━━━ Material for this exercise

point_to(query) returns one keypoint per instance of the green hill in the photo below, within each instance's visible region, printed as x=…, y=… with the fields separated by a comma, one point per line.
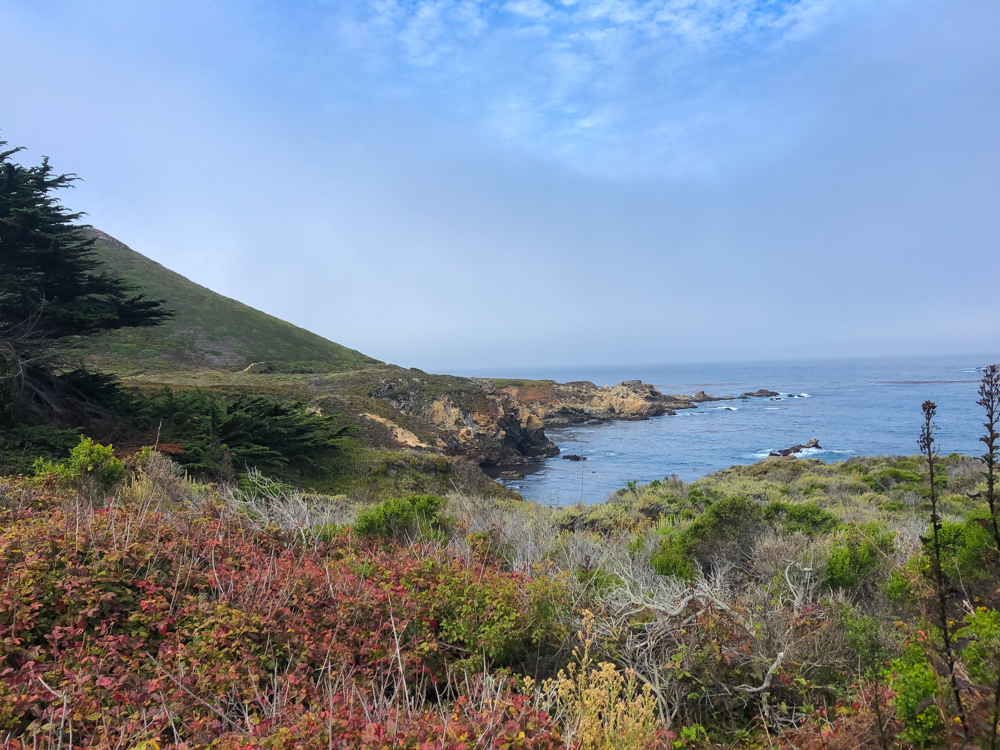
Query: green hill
x=209, y=332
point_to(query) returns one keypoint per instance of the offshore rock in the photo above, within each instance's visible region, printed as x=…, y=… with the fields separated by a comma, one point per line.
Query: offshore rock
x=762, y=393
x=814, y=443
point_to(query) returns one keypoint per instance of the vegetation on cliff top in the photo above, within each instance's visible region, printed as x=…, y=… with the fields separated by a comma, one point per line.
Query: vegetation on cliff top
x=790, y=603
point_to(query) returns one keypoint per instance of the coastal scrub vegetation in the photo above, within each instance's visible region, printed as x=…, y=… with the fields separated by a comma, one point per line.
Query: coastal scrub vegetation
x=790, y=603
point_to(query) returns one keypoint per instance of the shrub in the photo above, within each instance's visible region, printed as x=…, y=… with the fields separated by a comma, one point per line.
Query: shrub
x=401, y=518
x=916, y=688
x=87, y=460
x=971, y=544
x=857, y=554
x=606, y=709
x=672, y=560
x=806, y=518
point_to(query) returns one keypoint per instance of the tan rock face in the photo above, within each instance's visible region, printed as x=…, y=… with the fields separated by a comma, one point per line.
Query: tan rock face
x=503, y=422
x=569, y=403
x=400, y=435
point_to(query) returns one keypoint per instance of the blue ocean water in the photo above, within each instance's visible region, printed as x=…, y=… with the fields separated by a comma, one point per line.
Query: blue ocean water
x=858, y=407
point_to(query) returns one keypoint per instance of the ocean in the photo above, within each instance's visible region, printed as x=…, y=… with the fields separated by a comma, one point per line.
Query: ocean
x=859, y=407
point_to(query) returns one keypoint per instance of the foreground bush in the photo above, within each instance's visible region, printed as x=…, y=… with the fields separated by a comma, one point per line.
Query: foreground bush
x=178, y=624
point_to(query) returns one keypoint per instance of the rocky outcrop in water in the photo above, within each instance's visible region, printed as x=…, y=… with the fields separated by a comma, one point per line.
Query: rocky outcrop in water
x=559, y=404
x=502, y=422
x=814, y=443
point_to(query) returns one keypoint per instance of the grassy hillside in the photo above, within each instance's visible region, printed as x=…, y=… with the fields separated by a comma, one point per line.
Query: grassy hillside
x=209, y=332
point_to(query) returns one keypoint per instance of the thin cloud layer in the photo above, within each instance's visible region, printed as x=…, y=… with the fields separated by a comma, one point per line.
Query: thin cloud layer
x=455, y=185
x=595, y=82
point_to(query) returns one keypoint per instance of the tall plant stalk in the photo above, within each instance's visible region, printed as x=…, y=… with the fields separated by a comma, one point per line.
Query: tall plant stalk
x=989, y=399
x=941, y=584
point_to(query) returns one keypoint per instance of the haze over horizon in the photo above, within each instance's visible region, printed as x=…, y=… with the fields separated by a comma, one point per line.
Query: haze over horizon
x=461, y=185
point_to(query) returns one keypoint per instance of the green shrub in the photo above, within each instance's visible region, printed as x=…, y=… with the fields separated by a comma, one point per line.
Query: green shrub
x=401, y=518
x=87, y=459
x=857, y=554
x=723, y=529
x=971, y=545
x=807, y=518
x=916, y=688
x=672, y=560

━━━━━━

* _Task directions_: Reproduce every one of the rows above verbatim, leaving the pictures out of your answer.

* _Answer to this exercise_:
point_to(query) returns one keypoint per instance of the green hill in the photo below, within each instance's visible region, printed as x=…, y=… with the fields separated by a comma, one point per line.
Query: green hill
x=209, y=332
point_to(query) returns one keypoint per instance of the offshore rock in the photo above, within each instance's visible region, printed as x=…, y=… with the fields separated by a comma, one point per line.
Query: offshore rock
x=762, y=393
x=814, y=443
point_to(query) returns one keypoint per instance of the vegetation on cliff top in the photo above, within each instance's visible region, printed as x=…, y=… with the fields separated by a comma, one point per line.
Query: vegetation on cliff top
x=790, y=603
point_to(query) returns one keypoint per instance of the coastal scrub vegetation in the photo above, within each instance's visible region, printed as x=…, y=… with the fields separated by a comma, one point per line.
Query: coastal scrub vegetation
x=790, y=603
point_to(query) returns one keypoint per instance of the shrub in the photo above, within each instance's visible region, printed as x=…, y=… with the fields separated by a comma, one point per line.
Query: shrub
x=401, y=518
x=916, y=688
x=87, y=460
x=971, y=544
x=857, y=554
x=606, y=709
x=672, y=560
x=806, y=518
point_to(query) returns one keypoint per instance of the tan rock face in the photo above, within each instance's visible region, printed as x=…, y=… with the fields separated by a comma, one point per line.
Query: tan rock face
x=503, y=422
x=569, y=403
x=400, y=435
point_to(query) returns one keypoint per instance of the blue ocean water in the photo above, within each instance's visible region, printed as x=…, y=… with the fields separated by a comma, one point per line.
Query: blue ocean water
x=858, y=407
point_to(query) returns one keypoint per instance of the ocean in the photo above, within each instance's visible region, printed as x=…, y=… with the fields separated by a comma, one point per line.
Query: ocean
x=859, y=407
point_to(query) returns one keypoint per instance of the foreground bush in the photo above, within each instance's visible region, printed as x=…, y=… with the fields separated by a comma, one point per line.
Query: foreground bush
x=178, y=624
point_to(query) returns one keypoint per instance of the rocky outcrop in water in the photo above, within each instance's visible region, printed as x=…, y=… with the fields separated by a comma, one point per line.
Query: rocky outcrop in water
x=559, y=404
x=502, y=422
x=814, y=443
point_to(query) returns one keypoint per instance of the grassy hillside in the photo above, within each instance's visible region, printed as x=…, y=… with the fields separated by a comma, one point per line.
Query: grassy hillside
x=209, y=332
point_to(query) returns one keypoint per instance of the thin cloud layer in the photo above, within each instance's visible region, printed as x=…, y=… with the fields separated by a comma, one point per line.
Query: thin cloud layer
x=455, y=185
x=595, y=82
point_to(query) returns one keypoint per instance of the tall plant stalk in the photo above, within each instance's visible region, printed as x=…, y=… with the fields separated by a comma, one point per line.
Query: tall plant stalk
x=989, y=399
x=941, y=584
point_to(query) returns one keypoint per instance of the haze over horizon in the photo above, within each instance's visible region, printed as x=…, y=… with the fields separated by a comma, one point per line.
Query: haze over horizon
x=461, y=185
point_to(query) returns one keypoint per instance of the green shrub in the photo above, within each instance's visible region, printed as x=…, y=… with the fields separated by a comma, one point per line.
Query: green shrub
x=401, y=518
x=87, y=459
x=857, y=554
x=723, y=529
x=971, y=545
x=807, y=518
x=916, y=688
x=672, y=560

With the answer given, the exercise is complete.